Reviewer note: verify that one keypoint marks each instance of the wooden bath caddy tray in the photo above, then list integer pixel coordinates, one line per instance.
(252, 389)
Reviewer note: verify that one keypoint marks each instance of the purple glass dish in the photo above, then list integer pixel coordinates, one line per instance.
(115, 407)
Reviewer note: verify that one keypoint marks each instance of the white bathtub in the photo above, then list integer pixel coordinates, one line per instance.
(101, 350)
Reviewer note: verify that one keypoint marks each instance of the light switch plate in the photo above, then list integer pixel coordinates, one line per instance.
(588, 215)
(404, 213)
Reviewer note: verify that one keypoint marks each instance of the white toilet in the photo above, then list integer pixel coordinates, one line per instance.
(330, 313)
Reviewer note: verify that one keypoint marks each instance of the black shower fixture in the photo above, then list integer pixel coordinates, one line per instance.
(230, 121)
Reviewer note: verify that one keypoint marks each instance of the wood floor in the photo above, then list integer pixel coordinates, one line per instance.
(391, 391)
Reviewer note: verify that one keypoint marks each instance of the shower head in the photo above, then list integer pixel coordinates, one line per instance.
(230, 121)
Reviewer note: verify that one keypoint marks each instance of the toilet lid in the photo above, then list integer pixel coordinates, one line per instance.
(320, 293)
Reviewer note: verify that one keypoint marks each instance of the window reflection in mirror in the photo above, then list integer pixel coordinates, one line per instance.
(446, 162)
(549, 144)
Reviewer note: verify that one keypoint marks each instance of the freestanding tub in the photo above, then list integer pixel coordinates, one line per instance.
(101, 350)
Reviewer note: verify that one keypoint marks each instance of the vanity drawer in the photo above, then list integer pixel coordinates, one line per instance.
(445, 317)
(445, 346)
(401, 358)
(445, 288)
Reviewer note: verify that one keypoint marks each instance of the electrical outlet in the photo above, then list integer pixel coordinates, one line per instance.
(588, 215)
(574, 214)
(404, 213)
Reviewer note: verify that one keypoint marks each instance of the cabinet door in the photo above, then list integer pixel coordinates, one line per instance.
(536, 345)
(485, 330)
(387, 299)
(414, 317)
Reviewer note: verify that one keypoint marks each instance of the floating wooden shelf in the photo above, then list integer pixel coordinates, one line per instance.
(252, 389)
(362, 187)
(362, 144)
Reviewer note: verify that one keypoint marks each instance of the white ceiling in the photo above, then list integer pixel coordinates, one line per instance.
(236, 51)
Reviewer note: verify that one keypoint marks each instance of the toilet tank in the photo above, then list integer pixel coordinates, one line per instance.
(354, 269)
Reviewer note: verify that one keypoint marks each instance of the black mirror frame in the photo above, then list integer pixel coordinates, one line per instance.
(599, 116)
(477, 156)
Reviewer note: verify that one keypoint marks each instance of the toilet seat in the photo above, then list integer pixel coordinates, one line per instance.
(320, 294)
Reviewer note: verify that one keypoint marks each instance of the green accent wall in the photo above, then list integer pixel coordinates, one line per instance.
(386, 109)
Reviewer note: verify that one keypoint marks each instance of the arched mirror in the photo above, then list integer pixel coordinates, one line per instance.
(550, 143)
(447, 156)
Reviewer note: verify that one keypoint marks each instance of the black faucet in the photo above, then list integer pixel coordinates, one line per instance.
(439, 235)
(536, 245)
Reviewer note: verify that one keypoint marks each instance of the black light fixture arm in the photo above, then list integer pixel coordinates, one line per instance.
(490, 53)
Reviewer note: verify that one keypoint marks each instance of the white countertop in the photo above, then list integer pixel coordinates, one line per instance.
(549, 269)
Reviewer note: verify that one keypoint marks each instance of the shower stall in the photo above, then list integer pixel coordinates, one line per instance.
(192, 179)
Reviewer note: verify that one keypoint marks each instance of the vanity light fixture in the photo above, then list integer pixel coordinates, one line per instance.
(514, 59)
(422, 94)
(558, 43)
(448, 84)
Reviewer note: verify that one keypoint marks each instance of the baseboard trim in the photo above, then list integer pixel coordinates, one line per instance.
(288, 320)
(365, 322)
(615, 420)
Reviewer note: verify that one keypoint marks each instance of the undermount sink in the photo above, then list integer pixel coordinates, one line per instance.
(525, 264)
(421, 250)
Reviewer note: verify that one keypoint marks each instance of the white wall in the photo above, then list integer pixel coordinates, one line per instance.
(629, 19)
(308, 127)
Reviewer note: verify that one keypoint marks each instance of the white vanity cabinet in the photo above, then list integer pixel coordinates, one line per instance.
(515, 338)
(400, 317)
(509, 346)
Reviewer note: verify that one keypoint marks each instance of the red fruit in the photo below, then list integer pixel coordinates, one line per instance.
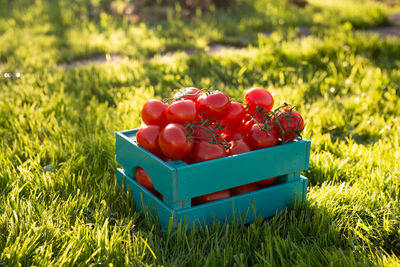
(238, 146)
(215, 105)
(147, 137)
(211, 197)
(247, 126)
(173, 141)
(203, 134)
(258, 97)
(258, 138)
(204, 151)
(235, 116)
(153, 113)
(183, 111)
(292, 124)
(244, 189)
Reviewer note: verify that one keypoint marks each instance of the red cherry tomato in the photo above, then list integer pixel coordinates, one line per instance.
(244, 189)
(229, 135)
(173, 141)
(235, 116)
(267, 182)
(215, 105)
(258, 97)
(143, 178)
(153, 113)
(147, 137)
(257, 138)
(189, 93)
(202, 134)
(211, 197)
(182, 111)
(206, 151)
(291, 121)
(238, 146)
(247, 126)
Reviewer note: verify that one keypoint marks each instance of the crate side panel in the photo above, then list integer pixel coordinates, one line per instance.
(244, 208)
(145, 200)
(132, 156)
(211, 176)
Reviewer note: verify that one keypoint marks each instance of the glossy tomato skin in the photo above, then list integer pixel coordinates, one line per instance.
(203, 134)
(267, 182)
(211, 197)
(229, 135)
(188, 93)
(290, 120)
(244, 189)
(153, 113)
(257, 138)
(173, 142)
(147, 137)
(235, 116)
(253, 121)
(143, 178)
(183, 111)
(258, 97)
(238, 146)
(215, 105)
(204, 151)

> **REQUIRED ACTION**:
Please transcribe the whole listing above exactly, with the images left out.

> **EXERCISE RESULT**:
Reviewer note: verify that one keypoint marks each instance of the wooden bath caddy tray in the photo above, then list integer pixel coordinates, one line per instance.
(252, 389)
Reviewer note: verify that one keypoint marks each instance of the purple glass dish in the photo above, then list integer pixel coordinates, one line per instance.
(115, 407)
Reviewer note: verify that one keypoint marks each instance of the white bathtub in the photo above, then list integer pixel coordinates, one line per instance.
(101, 350)
Reviewer note: verify that one keypoint marks each instance of the light switch plate in the photo above, then list integer pixel coordinates, one line per instance.
(588, 215)
(404, 213)
Reviewer note: verify that one keypoint marks each instance of the white toilet in the photo above, then list integer pixel coordinates, one line per instance.
(330, 313)
Reviewer note: verify that one keypoint marks each instance of the black shower fixture in the photo above, then list integer pixel coordinates, one line per instance.
(230, 121)
Reviewer note: verify that one keypoint marks each instance of the wood floor in the photo above, then list integer pixel coordinates, one line per instance.
(391, 391)
Reviewer note: verify that one keypoint marks each instance of the shower head in the photo above, then list integer pixel coordinates, one line per instance.
(230, 121)
Reviewer note: verify that one keypoint marks each instance of the toilet lid in the photo above, then list integer pixel coordinates, one line per instance.
(320, 293)
Reviewer note: verify that one keypoint marks each instance of the window reflection in mirror in the photo above, then list integer pixel coordinates, one line per instance.
(446, 162)
(549, 144)
Reviewer note: verify that one keypoint marks each instance of the freestanding tub in the photo above, then list integer pixel coordinates, one line per instance.
(101, 350)
Reviewer note: verify that one keypoint marks each instance of the vanity drawer in the photo above, then list integer pixel coordinates, one line per instance.
(445, 317)
(445, 346)
(401, 358)
(445, 288)
Reviewer note: verify that one keypoint marks each instance of the electrical outlet in the photo above, then list integer pixel coordinates, one line per instance.
(588, 215)
(574, 214)
(404, 213)
Reviewer note: verify that one keypoint marks each instance of the cabinet door in the photo above, then list integer pixel coordinates, one line per instance.
(536, 345)
(485, 330)
(387, 299)
(414, 317)
Reviewer note: verify that one keypoint marks each instance of the floating wooden shelf in the photo above, then list integer pixel coordinates, one line per instance.
(252, 389)
(362, 187)
(362, 144)
Reviewer note: verify that one keypoint marks each instance of the white ceiling in the photo above, then list integer pixel coordinates, one line per instance.
(236, 51)
Reviewer note: verify that one keypoint marks each instance of the toilet tank in the photo above, then list integer pixel coordinates, one line per instance.
(354, 269)
Reviewer note: verify that one keypoint marks each instance of the black mirror frame in the photo above, then list integer pixel coordinates, one line per instance.
(599, 116)
(477, 156)
Reviewer note: verify that one keypoint marks each instance of the toilet seat in the photo above, then list integer pixel coordinates, one line per instance.
(320, 294)
Reviewer note: verify that one keypoint marks each instance of the green accent wall in the photo above, then list integer pixel coordinates, one line per instance.
(386, 109)
Reviewer note: verify that one keypoint marks each instance of the arched mirror in the photo above, then list integer pixel coordinates, one line per instance.
(550, 143)
(447, 156)
Reviewer note: verify that one keypoint marks each instance of the black faucet in the photo above, then list integer pixel coordinates, one line per instance.
(439, 235)
(536, 245)
Reviewer note: verify that one keypoint marks each instance of the black light fixture arm in the photo above, then list integer pixel coordinates, one line per instance.
(490, 53)
Reviewer note: verify that one keypoint marks each instance of the white countertop in the photo above, then list integer pixel coordinates, one line per instance.
(549, 269)
Reviewer note: verify that one keypoint marks each instance of the shower stall in the photo above, then list integer pixel coordinates, one line per instance.
(192, 179)
Reviewer note: verify that one keypoint marks each instance of the vanity light fixture in the photo above, then list integer pixel coordinates, one line per instance.
(514, 59)
(422, 94)
(558, 43)
(448, 84)
Reviewer note: verify that one keypoint marks each instance of the baseboard trim in the photo above, then list integer pixel coordinates, one line per instance.
(288, 320)
(365, 322)
(615, 420)
Reviewer note: verify that one keypoint marks each instance of the undermount sink in the photo above, then list integer pixel coordinates, one line per instance.
(525, 264)
(421, 250)
Reviewer note: verify that one keypoint marks each instance of the white wall in the photo above, then list integer pixel coordinates, one line per instance.
(629, 19)
(308, 127)
Reviewer note: verify that one keypoint marks each instance of the white vanity cabinet in the photo above, then list integer pixel coordinates, one line per instance.
(515, 338)
(400, 317)
(509, 346)
Reviewer note: verify that one keypoint marks each instance of the red fruit in the photo below, then list integer pixel coordinates, one line per instance.
(238, 146)
(215, 105)
(147, 137)
(211, 197)
(247, 126)
(173, 141)
(203, 134)
(258, 97)
(258, 138)
(204, 151)
(235, 116)
(153, 113)
(183, 111)
(292, 124)
(244, 189)
Reviewer note: verify that one keypoint marks each instance of the red cherry tomato in the photo above, then list integer pixel coordinates, one line per instance.
(244, 189)
(229, 135)
(173, 141)
(235, 116)
(267, 182)
(215, 105)
(258, 97)
(143, 178)
(153, 113)
(147, 137)
(257, 138)
(189, 93)
(202, 134)
(211, 197)
(182, 111)
(206, 151)
(291, 121)
(238, 146)
(247, 126)
Reviewer note: verify that one keypoint marks each instance of the crate side panel in the photo above, then list integer pixel coordinates, one line per instance.
(244, 208)
(145, 200)
(132, 156)
(211, 176)
Reviewer note: verify that one keypoint marks each instance of the glossy tomato skin in the photo above, then list integer pixel coordinates, one line per instance.
(203, 134)
(267, 182)
(211, 197)
(229, 135)
(188, 93)
(290, 120)
(244, 189)
(153, 113)
(257, 138)
(173, 142)
(147, 137)
(235, 116)
(253, 121)
(143, 178)
(183, 111)
(258, 97)
(238, 146)
(215, 105)
(204, 151)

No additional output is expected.